Written request:
Find each line in the data below that contains the string "front" and copy those lines out in full. The match is case-sensitive.

Dataset records on object locations:

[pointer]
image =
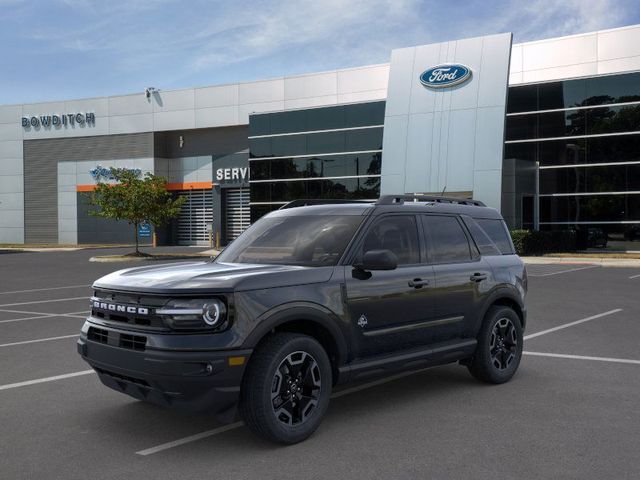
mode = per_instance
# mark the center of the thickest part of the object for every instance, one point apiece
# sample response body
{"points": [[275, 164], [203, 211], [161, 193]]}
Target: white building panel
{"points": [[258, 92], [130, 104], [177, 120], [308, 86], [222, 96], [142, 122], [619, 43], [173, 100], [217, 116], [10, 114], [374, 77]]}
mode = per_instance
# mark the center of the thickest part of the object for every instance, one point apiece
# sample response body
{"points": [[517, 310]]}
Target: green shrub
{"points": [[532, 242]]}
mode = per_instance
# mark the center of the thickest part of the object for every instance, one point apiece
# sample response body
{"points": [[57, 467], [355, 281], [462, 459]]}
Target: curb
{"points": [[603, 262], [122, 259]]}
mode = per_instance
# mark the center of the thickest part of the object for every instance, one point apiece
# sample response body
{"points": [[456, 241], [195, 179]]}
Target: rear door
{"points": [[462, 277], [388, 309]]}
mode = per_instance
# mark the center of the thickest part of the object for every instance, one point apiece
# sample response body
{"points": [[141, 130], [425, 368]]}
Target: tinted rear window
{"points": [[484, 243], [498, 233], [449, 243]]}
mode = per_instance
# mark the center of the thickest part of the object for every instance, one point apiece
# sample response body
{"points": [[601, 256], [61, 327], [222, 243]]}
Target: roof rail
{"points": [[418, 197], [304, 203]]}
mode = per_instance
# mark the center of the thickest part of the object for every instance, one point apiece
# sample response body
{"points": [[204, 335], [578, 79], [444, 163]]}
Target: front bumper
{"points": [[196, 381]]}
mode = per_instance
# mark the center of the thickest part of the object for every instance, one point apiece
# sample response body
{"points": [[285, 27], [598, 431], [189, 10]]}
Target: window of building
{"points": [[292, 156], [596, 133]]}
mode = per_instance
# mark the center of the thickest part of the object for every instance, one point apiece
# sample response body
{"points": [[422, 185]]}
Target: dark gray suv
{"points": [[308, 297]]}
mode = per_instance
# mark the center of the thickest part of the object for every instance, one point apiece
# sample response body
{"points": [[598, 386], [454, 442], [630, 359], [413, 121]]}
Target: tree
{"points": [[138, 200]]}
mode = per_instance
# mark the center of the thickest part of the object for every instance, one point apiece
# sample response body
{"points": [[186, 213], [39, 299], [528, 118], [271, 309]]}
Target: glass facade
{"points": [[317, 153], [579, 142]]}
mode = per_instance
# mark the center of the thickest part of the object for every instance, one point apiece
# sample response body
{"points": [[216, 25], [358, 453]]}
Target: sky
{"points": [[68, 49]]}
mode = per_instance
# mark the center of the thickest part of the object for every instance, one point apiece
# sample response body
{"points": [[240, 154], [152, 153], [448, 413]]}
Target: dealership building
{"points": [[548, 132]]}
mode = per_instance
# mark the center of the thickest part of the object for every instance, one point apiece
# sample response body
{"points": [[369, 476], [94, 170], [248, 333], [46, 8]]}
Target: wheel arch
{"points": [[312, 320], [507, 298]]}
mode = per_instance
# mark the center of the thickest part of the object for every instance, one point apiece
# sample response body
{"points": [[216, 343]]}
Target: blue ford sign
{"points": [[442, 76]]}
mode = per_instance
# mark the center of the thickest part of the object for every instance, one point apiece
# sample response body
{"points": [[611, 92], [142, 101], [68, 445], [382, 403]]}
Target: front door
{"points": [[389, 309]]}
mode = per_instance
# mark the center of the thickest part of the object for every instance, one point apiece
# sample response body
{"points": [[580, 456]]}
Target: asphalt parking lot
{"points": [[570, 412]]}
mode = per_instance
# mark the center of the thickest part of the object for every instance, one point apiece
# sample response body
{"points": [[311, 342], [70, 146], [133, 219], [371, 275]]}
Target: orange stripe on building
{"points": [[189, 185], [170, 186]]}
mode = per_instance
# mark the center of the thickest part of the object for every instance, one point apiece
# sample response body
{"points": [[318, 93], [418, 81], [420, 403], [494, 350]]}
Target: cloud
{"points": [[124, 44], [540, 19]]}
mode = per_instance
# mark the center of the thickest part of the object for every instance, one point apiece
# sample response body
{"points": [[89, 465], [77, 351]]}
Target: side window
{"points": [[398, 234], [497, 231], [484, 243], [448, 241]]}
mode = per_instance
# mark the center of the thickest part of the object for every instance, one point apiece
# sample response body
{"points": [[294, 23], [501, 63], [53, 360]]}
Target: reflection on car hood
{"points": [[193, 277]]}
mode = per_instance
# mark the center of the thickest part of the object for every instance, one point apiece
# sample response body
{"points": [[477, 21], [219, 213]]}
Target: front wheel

Reply:
Target: front bumper
Target: front door
Target: front wheel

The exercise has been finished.